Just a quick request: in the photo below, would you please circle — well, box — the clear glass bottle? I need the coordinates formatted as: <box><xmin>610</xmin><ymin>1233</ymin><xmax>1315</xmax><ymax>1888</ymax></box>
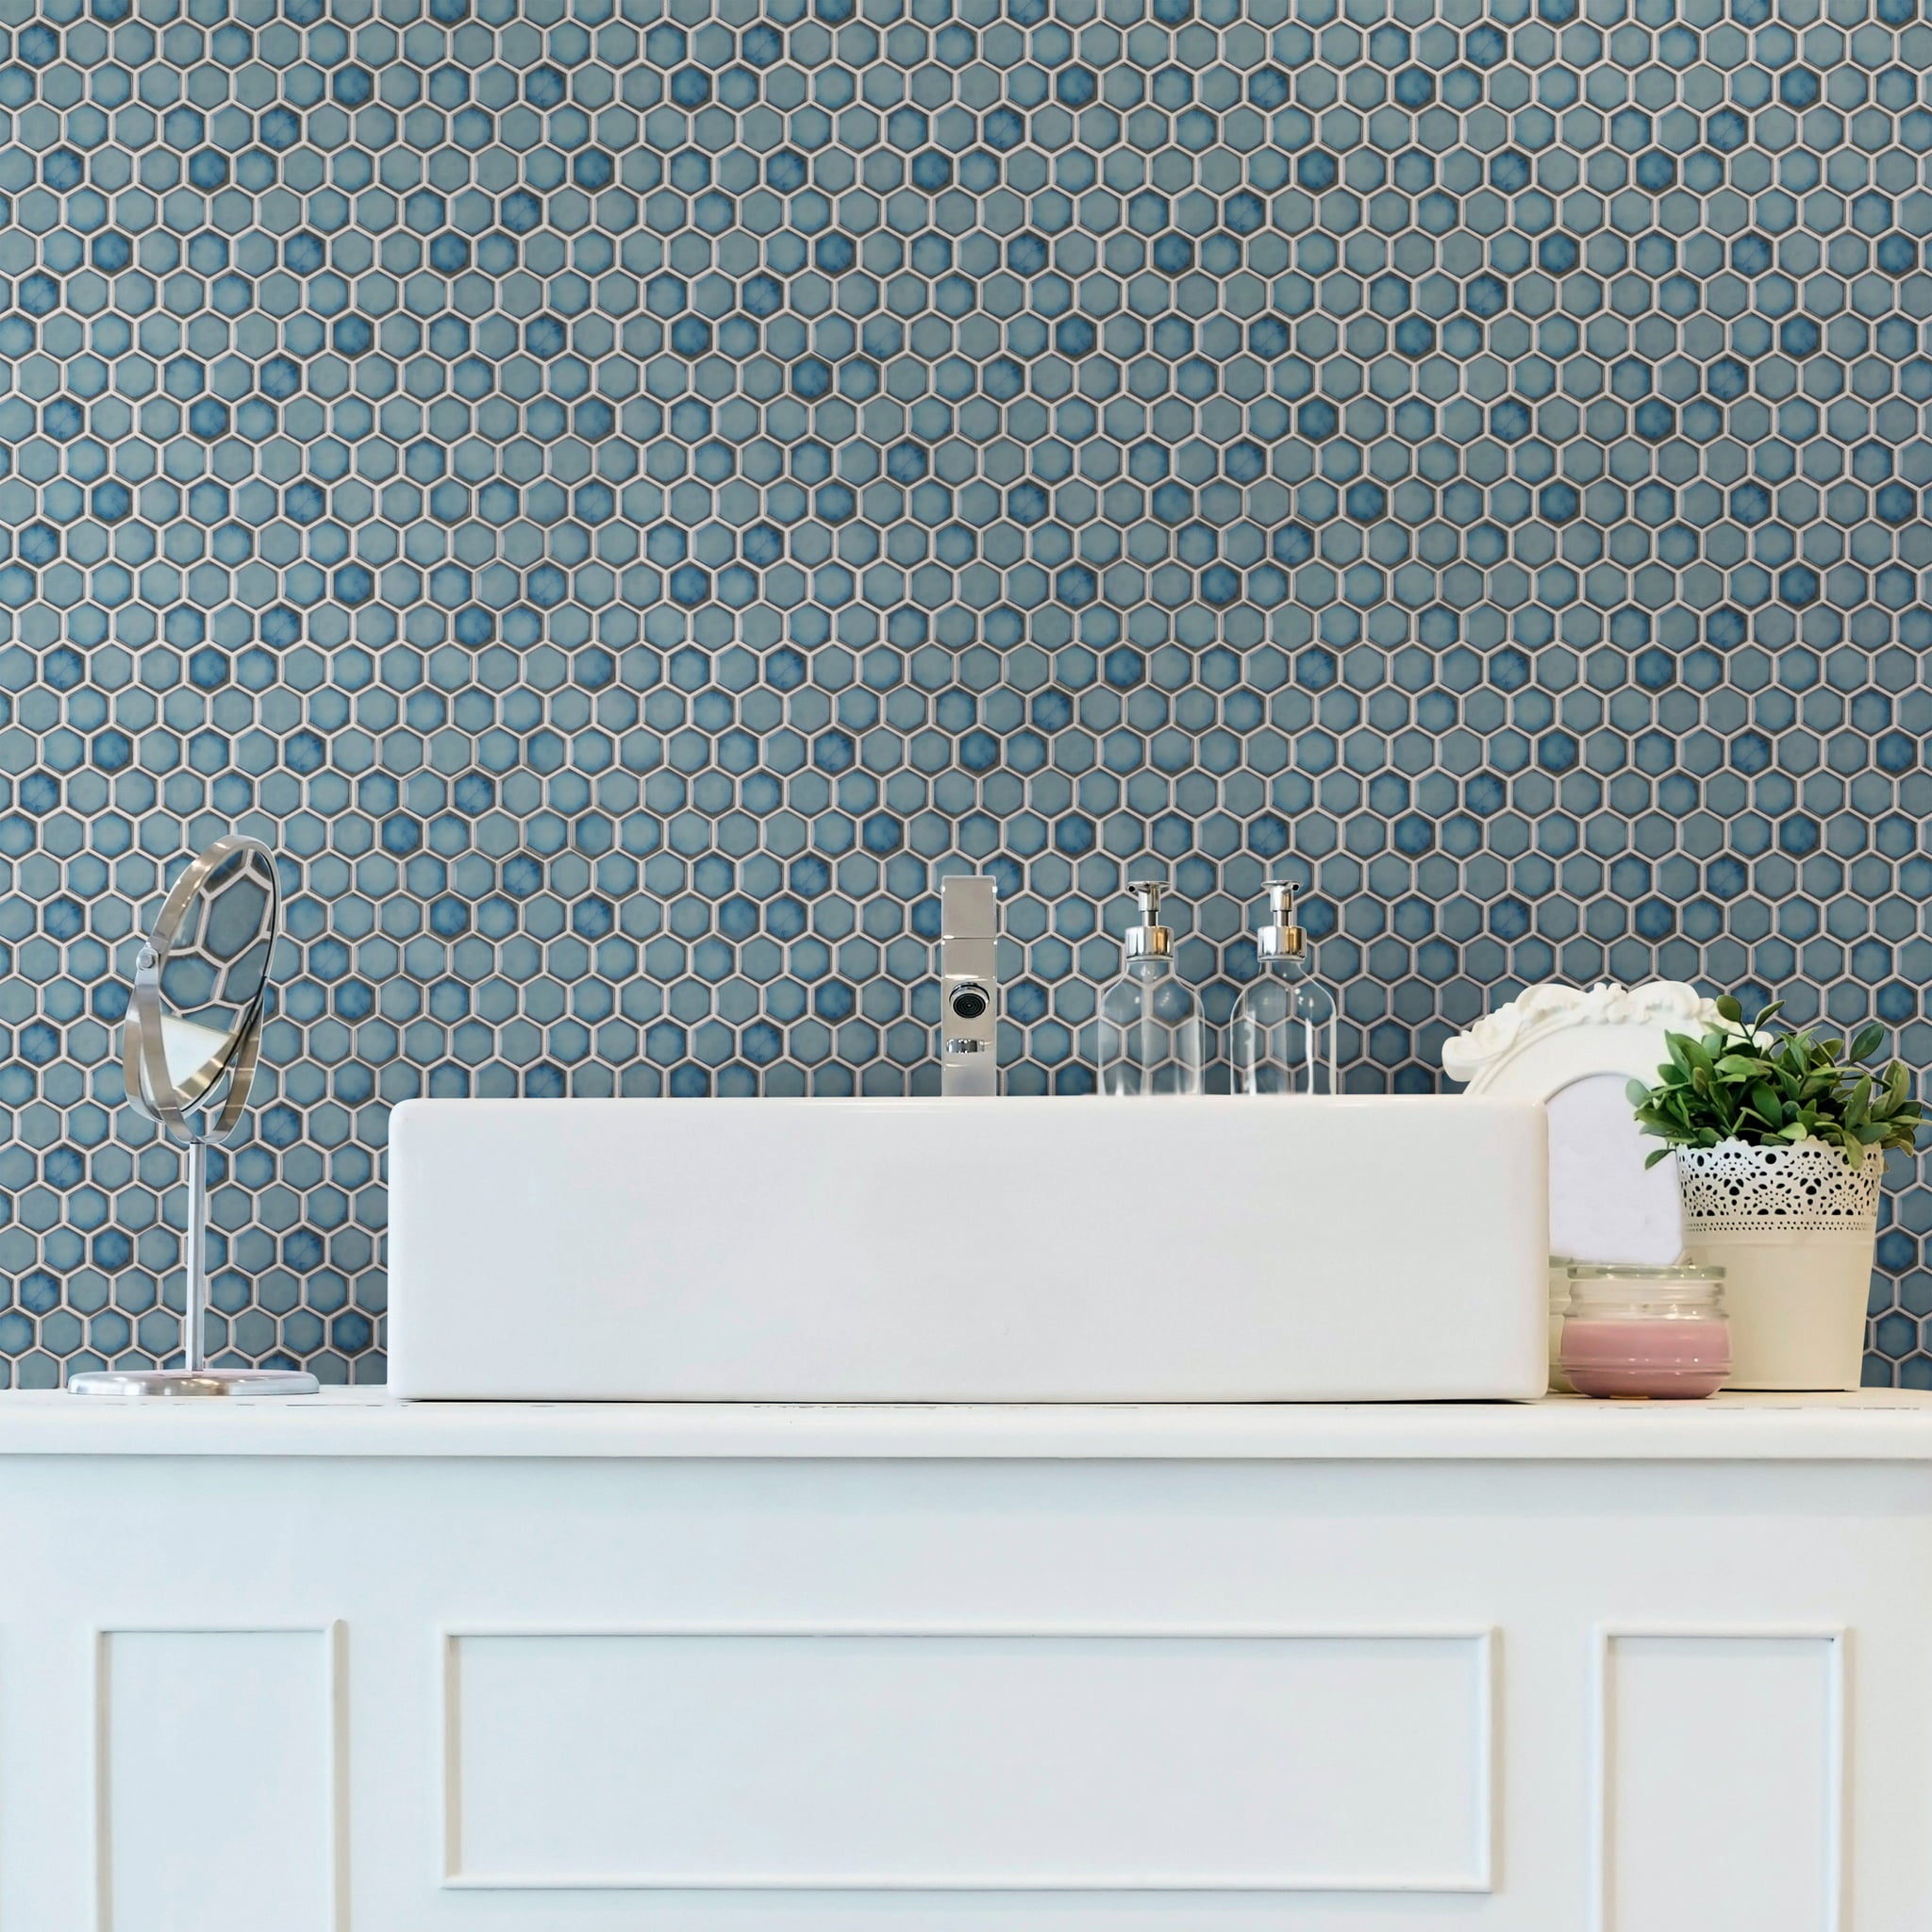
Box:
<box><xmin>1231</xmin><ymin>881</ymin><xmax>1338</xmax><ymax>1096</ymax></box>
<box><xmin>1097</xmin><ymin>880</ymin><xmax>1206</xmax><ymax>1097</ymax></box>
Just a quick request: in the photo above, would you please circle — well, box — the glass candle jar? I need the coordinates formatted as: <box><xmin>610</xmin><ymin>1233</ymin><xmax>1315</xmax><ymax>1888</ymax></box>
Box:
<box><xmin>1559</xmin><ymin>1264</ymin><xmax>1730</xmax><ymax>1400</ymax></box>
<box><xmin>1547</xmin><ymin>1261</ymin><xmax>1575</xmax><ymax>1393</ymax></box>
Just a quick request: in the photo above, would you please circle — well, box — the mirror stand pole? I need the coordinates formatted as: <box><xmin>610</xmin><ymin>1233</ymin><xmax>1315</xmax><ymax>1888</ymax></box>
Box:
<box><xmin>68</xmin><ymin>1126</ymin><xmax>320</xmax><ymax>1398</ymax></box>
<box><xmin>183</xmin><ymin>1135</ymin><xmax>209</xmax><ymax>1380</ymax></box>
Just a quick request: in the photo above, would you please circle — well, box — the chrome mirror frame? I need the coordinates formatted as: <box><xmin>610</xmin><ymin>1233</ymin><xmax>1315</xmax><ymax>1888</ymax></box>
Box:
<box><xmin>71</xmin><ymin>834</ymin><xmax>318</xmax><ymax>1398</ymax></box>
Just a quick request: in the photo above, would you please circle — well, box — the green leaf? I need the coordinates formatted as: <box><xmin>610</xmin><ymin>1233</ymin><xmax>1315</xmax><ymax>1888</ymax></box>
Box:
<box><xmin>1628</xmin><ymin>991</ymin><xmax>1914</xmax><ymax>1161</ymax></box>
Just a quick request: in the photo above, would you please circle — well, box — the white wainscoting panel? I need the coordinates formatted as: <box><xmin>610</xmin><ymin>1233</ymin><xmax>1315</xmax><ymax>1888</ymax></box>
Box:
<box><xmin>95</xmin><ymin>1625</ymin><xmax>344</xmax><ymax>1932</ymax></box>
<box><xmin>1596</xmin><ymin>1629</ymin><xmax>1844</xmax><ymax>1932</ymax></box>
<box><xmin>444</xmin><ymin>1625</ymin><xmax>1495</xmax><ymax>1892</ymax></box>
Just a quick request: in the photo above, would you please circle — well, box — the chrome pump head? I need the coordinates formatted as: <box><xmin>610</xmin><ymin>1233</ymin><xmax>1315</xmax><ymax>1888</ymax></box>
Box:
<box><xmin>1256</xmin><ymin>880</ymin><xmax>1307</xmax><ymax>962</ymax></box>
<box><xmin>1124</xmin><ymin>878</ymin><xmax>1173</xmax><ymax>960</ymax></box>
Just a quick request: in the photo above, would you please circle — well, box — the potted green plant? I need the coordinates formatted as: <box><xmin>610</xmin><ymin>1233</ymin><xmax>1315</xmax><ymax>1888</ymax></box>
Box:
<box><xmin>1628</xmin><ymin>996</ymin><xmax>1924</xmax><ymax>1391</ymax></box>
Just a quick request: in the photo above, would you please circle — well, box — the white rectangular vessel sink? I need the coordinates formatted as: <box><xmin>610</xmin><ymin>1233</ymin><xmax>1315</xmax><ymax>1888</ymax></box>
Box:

What the task asks -> Report the number of lines in the records above that contain "green", with no other text.

Task answer -> 2